TEXTE SOURCE:

Il s’agit ici d’un cri du cœur pour attirer l’attention sur une situation critique. Lorsqu’on parle de la traversée tragique entre Anjoua...
Il s’agit ici d’un cri du
cœur pour attirer l’attention sur une situation critique. Lorsqu’on
parle de la traversée tragique entre Anjouan et Mayotte, on a tendance à
parler des centaines des morts seulement. Et pourtant. Les survivants
de cette traversée font aussi de la peine. De la vie chaotique qu’ils
vivent à Mayotte, en passant par les expulsions inhumaines et l’après
expulsion, rien n’est plus facile pour ces hommes et ces femmes qui ne
demandent qu’à vivre dans l’espoir.
C’était un mois de mars de l’année 2009
quand nous débarquons à Anjouan pour assister aux célébrations du
débarquement militaire contre l’ex-chef séparatiste Mohamed Bacar. De la
place M’roni, au centre névralgique de la ville chef lieu de l’île, le
groupe de journalistes que nous étions, sommes interpellés par un jeune
garçon. « Venez voir, il y a une fille de Moroni qui est en détresse »,
nous dit-il. Par curiosité, on a suivi le jeune dans les ruelles
exigües de de la médina de Mutsamudu. Une fois sur place, c’est un
spectacle de désolation qu’on découvre. La fille en question, dort à
même le sol. Sur des cartons en guise de matelas, cette jeune fille d’à
peine 20 ans, est allongée presque nue. « Elle est malade depuis
plusieurs jours. Mais plus grave encore, elle est aussi mentalement
malade et les hommes abuse d’elle tous les jours », raconte ce
monsieur qui l’a aussi connu à Mayotte avant d’être expulsé ensemble. Le
caractère délabré de cette maison où squatte ce groupe est
indescriptible. L’odeur qui en ressort du poulailler installé juste à
coté est insupportable. D’après le jeune garçon, la fille « n’a pas supporté l’expulsion ».
Elle a tout simplement craqué surtout quand elle pense à ses enfants
livrés à eux-mêmes en terre mahoraise. De là, on découvre un autre fléau
jusqu’ici méconnu : celle des expulsés de Mayotte.

DONNÉES SOURCES:
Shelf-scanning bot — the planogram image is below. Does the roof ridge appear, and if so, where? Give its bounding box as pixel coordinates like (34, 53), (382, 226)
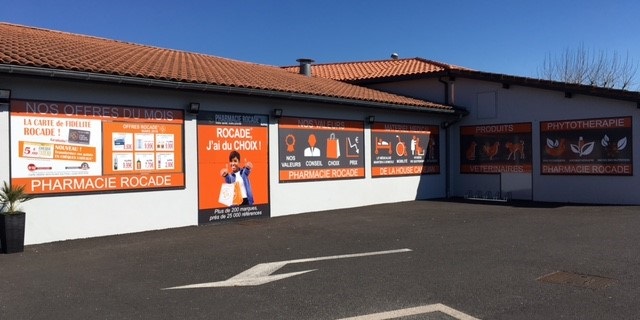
(0, 21), (278, 68)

TÂCHES DEMANDÉES:
1) D'après le texte sur les expulsés de Mayotte, en quel mois et en quelle année le groupe de journalistes débarque-t-il à Anjouan ?
2) Poursuivez le texte sur les expulsés de Mayotte à la suite de sa dernière phrase.

RÉPONSES:
1) En mars 2009.

2)
Pour en arriver à l’expulsion, ces
Comoriens des trois îles en ont vu de toutes les couleurs. Mauvais
traitements, insultes, mauvaises conditions de vie, le quotidien de ces
hommes et femmes n’est pas de tout repos. Les multiples reportages de la
télévision française, le témoignent tous les jours. « Certains
Comoriens des trois îles sont obligés de dormir dans les champs de peur
d’être surpris en pleine nuit et en sommeil par la police française ».
Des limiers qui pénètrent sans foi ni loi dans les habitations afin d’y
effectuer des arrestations nécessaires pour compléter le quota fixé par
le ministère de l’intérieur française en terre comorienne. C’est
justement dans ces champs que la plupart d’entre eux passent leur temps.
Ils sont exploités par des Mahorais ou des Mzungu (Blancs) pour des
travaux champêtres. Et je vous laisse imaginer quel salaire, ils
perçoivent en étant «clandestins ». Et si ce n’est pas dans
les champs qu’ils sont maltraités, c’est dans le BTP que les patrons
profitent de cette main d’œuvre souvent qualifiée mais vulnérable.
Retenez seulement, qu’ils ne peuvent jamais réclamer un droit en étant
« clandestins ». Mais si les hommes utilisent leurs biceps pour survivre, les femmes, « elles donnent tout simplement leur corps »
pour pouvoir joindre les deux bouts. Ces femmes se donnent à n’importe
qui, pour ne pas dire se prostituent pour faire face aux charges
mensuelles de loyer et autres.
Ces Comoriens des trois îles sont traqués
matin et soir sans répit. Ils sont capturés comme des bêtes et placés
dans le centre de rétention le plus immonde au monde. Ils sont ensuite
expulsés au mépris de la loi. Des enfants qui sont séparés de leurs
parents, des couples qui sont divisés. « On dirait que les gendarmes de l’île n’ont pas de cœur » nous disait un ancien de Mayotte.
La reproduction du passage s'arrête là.